▸ INFORMATION:
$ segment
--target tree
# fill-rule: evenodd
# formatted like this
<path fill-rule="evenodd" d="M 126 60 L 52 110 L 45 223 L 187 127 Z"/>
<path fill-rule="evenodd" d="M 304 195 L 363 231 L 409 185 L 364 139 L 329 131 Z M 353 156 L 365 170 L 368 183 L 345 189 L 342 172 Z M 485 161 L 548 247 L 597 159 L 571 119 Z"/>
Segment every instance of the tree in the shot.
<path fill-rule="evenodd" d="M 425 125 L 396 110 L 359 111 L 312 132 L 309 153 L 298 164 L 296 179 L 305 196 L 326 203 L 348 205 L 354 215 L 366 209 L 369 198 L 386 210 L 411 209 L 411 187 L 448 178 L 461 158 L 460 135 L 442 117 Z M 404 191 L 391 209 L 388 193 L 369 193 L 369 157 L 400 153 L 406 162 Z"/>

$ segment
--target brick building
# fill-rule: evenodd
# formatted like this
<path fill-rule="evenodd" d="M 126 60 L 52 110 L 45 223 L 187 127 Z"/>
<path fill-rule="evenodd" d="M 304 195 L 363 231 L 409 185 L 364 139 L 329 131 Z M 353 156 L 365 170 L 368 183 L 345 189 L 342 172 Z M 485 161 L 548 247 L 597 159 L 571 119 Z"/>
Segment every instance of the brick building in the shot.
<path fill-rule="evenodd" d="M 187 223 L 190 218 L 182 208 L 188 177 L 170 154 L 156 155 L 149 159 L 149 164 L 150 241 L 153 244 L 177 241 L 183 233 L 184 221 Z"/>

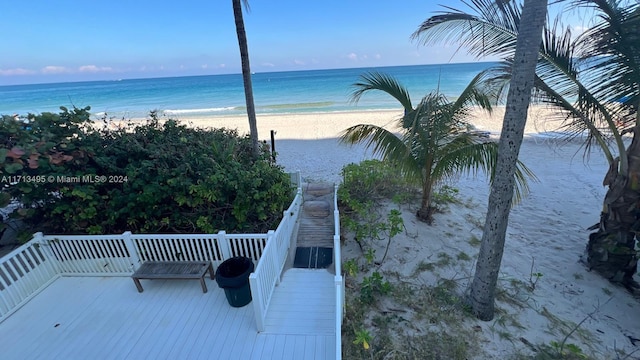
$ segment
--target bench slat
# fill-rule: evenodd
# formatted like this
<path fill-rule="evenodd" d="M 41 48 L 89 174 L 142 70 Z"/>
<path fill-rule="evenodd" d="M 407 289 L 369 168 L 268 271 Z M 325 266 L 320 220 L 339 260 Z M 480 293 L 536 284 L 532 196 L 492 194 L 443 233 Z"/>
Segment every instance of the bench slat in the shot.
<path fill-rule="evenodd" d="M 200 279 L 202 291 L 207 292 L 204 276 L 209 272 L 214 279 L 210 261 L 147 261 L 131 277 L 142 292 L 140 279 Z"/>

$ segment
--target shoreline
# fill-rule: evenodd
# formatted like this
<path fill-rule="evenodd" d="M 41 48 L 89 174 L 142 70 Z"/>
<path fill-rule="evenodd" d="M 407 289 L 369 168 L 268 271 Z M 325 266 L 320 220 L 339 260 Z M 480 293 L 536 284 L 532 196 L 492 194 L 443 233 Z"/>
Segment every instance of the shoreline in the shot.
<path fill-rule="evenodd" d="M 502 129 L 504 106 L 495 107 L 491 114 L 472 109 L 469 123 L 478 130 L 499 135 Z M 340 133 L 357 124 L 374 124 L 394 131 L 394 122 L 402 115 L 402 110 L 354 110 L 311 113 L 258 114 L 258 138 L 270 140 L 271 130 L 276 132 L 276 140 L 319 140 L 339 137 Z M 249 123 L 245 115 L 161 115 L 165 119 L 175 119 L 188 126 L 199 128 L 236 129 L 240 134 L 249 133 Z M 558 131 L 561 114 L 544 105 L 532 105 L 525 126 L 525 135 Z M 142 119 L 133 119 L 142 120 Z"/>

--

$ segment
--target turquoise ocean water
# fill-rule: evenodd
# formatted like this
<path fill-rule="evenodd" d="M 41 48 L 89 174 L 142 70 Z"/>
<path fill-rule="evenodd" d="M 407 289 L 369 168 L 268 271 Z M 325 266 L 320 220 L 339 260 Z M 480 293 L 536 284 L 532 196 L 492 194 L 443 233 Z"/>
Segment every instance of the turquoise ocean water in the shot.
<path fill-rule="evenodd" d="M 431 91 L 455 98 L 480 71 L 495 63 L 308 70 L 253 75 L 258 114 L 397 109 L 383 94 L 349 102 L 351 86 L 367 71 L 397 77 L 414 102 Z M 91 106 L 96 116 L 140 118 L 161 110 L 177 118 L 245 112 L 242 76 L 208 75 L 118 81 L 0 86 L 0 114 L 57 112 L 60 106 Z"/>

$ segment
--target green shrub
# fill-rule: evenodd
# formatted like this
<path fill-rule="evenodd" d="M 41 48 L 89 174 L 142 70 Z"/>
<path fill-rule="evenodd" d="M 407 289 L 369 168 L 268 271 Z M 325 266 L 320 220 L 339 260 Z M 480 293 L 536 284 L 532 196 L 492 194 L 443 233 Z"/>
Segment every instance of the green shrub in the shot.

▸ EXERCISE AIM: Work out how many lines of the listing above include the word "green". Report only the number.

▸ RESPONSE TO THE EXERCISE: 2